# [Text section]
_ _ _ _ _

Matthew William Jay (born 27 February 1996) is an English professional footballer who plays as an attacking midfielder for Colchester United.

Early life and education
Jay was born in Torbay in Devon and he attended South Dartmoor Community College. He is related to the actress Sara Jay.

Playing career

Exeter City 

Jay made his professional debut for Exeter in a 2–0 loss to Wycombe Wanderers in the Football League Trophy at St James Park on 3 September 2013.

On 22 November 2015, Jay joined National League South side Hayes & Yeading United on a one-month loan.

He scored his first goal for Exeter in an EFL Trophy tie against Oxford United on 30 August 2016. 
Jay finally scored his first league goal on the 8th of April, in the 2017–18 campaign, away to Cambridge United in a game where Exeter came twice from behind to win 3–2. This came to the delight of many players and fans alike following a run of impressive games starting and from the bench.

In 2021, Jay scored his first career hat trick in a 4–0 victory against Leyton Orient. After a month in which he scored five goals and got one assist, Jay received the League Two Player of the Month award for March 2021. At the end of the 2020–21 season, he was named as the Devon side's Player of the Season, and on 29 April 2021 was named in the 2020–21 EFL League Two Team of the Season at the league's annual awards ceremony.

_ _ _ _ _

# [Provided material]

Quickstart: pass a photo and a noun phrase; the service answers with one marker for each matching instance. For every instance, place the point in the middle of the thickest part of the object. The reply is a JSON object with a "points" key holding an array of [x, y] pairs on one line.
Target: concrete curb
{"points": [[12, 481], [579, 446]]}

_ _ _ _ _

# [What you have to do]
Please answer these questions using the text on Matthew Jay above.
(a) Which school did Jay attend?
(b) Which club did Jay join on a one-month loan on 22 November 2015?
(c) Which award did Jay receive for March 2021?

# [The solution]
(a) South Dartmoor Community College
(b) Hayes & Yeading United
(c) The League Two Player of the Month award